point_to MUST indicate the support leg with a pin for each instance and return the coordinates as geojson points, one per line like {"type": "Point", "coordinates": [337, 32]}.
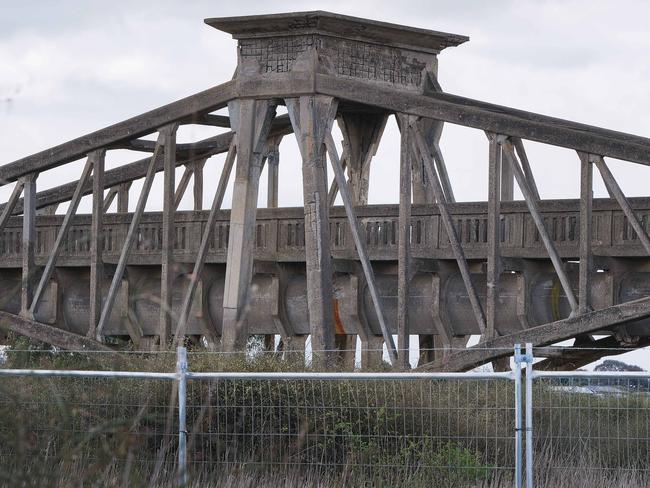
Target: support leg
{"type": "Point", "coordinates": [312, 118]}
{"type": "Point", "coordinates": [251, 120]}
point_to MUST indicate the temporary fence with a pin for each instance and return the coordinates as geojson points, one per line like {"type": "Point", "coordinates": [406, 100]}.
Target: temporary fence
{"type": "Point", "coordinates": [386, 428]}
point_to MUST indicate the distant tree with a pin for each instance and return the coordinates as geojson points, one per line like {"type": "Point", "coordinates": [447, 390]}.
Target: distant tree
{"type": "Point", "coordinates": [613, 365]}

#### Exercise prompt
Every line of the material that includes the word "with" needs to be copied.

#### Reply to the exercise
point_to MUST indicate the support leg with a pin for each instance and return the coordinates as geojson points, one per line like {"type": "Point", "coordinates": [337, 32]}.
point_to MUST indicate the temporary fence with a pin for each instance and return the coordinates as geojson points, one per line like {"type": "Point", "coordinates": [406, 100]}.
point_to MUST indicate the distant tree with a pin for each instance and return the coordinates as geojson points, one per line like {"type": "Point", "coordinates": [447, 390]}.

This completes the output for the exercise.